Come aveva raccontato nel 2023 a Repubblica Pasquale Scognamiglio, presidente della Società Nazionale Alpaca e Lama (SNAEL), in parte questi numeri si spiegano con l’obbligo di registrazione degli animali introdotto con un regolamento europeo nel 2019. A detta di Scognamiglio comunque la crescita del settore negli ultimi anni è innegabile, e i dati «ancora fortemente sottostimati».

In Italia c’è chi alleva gli alpaca per riprodurli e rivenderli o appunto per la loro fibra, che pur essendo anallergica, idrorepellente e molto calda è poco diffusa perché molto costosa (arriva anche a 180 euro al chilo), e c’è poi chi li presenta a mostre di bellezza. Visto che sono così docili e tranquilli da essere spesso considerati animali da compagnia, molte aziende però stanno puntando soprattutto su visite guidate o passeggiate assieme a loro, pensate anche per aziendepersone con disabilità.

Tra queste c’è Gli Alpaca del Doss, un allevamento in provincia di Brescia con sedici animali, di cui due lama. Lo gestiscono Andrea Valduga e la moglie Giada Franzoni, che durante la pandemia erano rimasti incuriositi da alcune foto di alpaca sui social e avevano deciso di inserirne due in una cascina dove avevano già altri animali. Da quasi tre anni come secondo lavoro organizzano passeggiate con gli alpaca su prenotazione. Evitano invece di aprire il loro spazio a chi vuole semplicemente scattare una foto: il loro obiettivo, dicono, è più che altro far conoscere un animale che in Italia è ancora poco noto e relativamente difficile da incontrare.

Materiale fornito:
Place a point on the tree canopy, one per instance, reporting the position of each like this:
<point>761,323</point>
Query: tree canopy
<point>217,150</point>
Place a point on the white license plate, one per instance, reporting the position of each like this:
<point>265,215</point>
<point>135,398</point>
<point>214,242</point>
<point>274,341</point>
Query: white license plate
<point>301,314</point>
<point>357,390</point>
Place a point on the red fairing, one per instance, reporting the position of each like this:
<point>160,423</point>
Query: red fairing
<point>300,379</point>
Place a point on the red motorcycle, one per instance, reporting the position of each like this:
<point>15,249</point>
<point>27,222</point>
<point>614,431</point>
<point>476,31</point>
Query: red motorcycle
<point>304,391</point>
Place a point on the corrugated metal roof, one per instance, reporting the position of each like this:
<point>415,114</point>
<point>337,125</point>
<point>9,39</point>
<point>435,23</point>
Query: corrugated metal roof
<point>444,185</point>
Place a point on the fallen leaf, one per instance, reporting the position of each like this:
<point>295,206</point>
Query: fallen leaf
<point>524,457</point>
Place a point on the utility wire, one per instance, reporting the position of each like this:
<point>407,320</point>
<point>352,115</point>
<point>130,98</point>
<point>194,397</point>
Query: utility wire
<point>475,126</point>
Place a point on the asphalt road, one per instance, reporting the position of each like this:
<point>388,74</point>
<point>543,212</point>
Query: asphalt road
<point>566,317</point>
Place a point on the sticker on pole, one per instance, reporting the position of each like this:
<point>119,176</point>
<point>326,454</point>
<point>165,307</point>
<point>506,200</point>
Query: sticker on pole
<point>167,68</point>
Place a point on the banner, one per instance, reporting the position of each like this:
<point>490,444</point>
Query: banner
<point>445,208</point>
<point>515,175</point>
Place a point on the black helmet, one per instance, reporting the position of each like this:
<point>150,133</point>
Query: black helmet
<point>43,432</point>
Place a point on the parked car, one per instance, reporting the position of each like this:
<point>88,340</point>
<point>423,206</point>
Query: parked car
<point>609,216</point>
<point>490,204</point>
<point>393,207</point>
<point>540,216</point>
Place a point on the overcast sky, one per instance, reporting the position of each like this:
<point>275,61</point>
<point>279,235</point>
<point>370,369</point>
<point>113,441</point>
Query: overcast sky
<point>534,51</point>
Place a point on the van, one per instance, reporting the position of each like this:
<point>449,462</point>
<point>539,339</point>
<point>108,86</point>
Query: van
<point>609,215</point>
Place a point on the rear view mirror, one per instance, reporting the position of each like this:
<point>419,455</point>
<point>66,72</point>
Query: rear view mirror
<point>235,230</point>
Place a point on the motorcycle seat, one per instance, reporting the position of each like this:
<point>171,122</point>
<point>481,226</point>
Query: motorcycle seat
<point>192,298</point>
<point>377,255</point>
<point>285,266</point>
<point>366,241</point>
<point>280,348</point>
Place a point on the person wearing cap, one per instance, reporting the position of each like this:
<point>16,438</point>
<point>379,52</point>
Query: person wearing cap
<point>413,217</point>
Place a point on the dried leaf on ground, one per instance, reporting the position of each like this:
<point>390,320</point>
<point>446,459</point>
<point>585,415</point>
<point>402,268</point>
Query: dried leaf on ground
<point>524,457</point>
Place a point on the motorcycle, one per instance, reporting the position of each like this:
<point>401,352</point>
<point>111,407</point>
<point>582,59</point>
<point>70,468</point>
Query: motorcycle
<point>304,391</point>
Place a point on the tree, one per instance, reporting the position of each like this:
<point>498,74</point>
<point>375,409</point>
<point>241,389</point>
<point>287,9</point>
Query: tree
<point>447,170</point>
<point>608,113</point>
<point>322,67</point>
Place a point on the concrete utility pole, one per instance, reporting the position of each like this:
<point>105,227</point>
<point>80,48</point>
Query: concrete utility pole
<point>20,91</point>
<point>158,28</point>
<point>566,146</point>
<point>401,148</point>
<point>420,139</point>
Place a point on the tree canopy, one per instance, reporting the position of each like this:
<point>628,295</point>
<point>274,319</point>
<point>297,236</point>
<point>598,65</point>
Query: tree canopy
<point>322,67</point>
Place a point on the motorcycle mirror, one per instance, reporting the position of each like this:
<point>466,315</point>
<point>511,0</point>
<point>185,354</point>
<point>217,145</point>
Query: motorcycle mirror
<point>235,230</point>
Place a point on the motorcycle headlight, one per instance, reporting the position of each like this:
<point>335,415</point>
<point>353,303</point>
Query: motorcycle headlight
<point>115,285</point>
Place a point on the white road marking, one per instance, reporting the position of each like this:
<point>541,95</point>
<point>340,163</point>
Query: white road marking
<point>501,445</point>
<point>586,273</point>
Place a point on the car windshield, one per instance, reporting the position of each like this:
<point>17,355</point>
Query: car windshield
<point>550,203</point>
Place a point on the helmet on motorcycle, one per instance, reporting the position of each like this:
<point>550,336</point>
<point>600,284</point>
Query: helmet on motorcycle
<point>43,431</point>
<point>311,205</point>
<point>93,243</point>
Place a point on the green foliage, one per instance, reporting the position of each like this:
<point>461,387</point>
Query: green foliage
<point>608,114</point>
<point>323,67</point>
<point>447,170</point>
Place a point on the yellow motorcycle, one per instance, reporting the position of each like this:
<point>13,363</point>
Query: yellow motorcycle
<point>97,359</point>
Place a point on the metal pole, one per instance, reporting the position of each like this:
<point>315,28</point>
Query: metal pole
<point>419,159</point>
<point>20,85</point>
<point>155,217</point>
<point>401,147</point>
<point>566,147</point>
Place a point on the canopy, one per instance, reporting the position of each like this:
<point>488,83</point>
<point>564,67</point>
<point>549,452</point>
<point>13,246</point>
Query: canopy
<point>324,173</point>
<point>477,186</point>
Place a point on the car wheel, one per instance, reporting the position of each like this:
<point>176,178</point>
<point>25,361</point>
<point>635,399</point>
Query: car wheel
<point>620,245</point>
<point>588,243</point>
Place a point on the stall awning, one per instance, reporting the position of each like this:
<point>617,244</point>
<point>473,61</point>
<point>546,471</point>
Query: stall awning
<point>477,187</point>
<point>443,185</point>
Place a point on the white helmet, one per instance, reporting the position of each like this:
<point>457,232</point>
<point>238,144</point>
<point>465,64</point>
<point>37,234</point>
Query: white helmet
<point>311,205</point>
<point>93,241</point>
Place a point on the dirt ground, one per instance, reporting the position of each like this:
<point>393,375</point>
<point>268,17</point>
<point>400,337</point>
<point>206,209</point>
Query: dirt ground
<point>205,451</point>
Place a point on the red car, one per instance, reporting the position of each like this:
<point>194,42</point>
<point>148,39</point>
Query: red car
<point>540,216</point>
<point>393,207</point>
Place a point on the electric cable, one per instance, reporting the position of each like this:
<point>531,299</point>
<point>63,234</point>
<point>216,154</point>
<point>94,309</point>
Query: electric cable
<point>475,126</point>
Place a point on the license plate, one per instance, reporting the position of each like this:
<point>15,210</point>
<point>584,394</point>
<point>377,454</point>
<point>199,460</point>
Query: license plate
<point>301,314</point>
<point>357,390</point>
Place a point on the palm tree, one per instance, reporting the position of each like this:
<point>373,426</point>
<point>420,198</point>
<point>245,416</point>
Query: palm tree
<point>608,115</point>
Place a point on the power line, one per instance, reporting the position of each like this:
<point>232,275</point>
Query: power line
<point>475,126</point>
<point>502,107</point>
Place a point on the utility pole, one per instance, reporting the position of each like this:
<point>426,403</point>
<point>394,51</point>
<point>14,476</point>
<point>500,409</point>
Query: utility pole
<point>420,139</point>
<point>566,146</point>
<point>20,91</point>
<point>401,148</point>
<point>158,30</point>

Compito assegnato: Riporta per intero il testo sugli alpaca in Italia, senza cambiare nulla.

Compito svolto:
Come aveva raccontato nel 2023 a Repubblica Pasquale Scognamiglio, presidente della Società Nazionale Alpaca e Lama (SNAEL), in parte questi numeri si spiegano con l’obbligo di registrazione degli animali introdotto con un regolamento europeo nel 2019. A detta di Scognamiglio comunque la crescita del settore negli ultimi anni è innegabile, e i dati «ancora fortemente sottostimati».

In Italia c’è chi alleva gli alpaca per riprodurli e rivenderli o appunto per la loro fibra, che pur essendo anallergica, idrorepellente e molto calda è poco diffusa perché molto costosa (arriva anche a 180 euro al chilo), e c’è poi chi li presenta a mostre di bellezza. Visto che sono così docili e tranquilli da essere spesso considerati animali da compagnia, molte aziende però stanno puntando soprattutto su visite guidate o passeggiate assieme a loro, pensate anche per aziendepersone con disabilità.

Tra queste c’è Gli Alpaca del Doss, un allevamento in provincia di Brescia con sedici animali, di cui due lama. Lo gestiscono Andrea Valduga e la moglie Giada Franzoni, che durante la pandemia erano rimasti incuriositi da alcune foto di alpaca sui social e avevano deciso di inserirne due in una cascina dove avevano già altri animali. Da quasi tre anni come secondo lavoro organizzano passeggiate con gli alpaca su prenotazione. Evitano invece di aprire il loro spazio a chi vuole semplicemente scattare una foto: il loro obiettivo, dicono, è più che altro far conoscere un animale che in Italia è ancora poco noto e relativamente difficile da incontrare.